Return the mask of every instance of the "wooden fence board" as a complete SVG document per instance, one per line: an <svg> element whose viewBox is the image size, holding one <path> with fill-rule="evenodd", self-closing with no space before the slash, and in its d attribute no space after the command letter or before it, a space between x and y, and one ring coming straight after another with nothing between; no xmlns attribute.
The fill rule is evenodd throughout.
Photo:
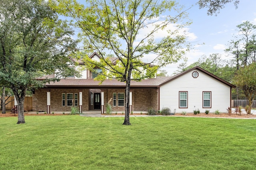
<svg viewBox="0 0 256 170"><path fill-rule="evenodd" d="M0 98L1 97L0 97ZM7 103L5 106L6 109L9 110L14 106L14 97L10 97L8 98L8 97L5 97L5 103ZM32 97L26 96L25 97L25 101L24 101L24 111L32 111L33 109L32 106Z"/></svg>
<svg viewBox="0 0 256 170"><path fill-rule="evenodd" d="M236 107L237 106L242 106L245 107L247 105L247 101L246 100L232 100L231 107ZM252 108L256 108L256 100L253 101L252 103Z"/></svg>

--------------------------------------------------

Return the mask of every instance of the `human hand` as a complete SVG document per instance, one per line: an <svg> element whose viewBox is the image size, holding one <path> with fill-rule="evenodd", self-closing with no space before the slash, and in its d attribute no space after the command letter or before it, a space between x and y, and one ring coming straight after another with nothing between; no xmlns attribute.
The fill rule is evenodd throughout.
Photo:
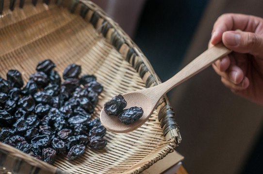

--------------------------------------------------

▸ **EXERCISE OBJECTIVE**: Please tally the lines in the entries above that contain the string "Return", and give only the number.

▸ **TASK RESPONSE**: 2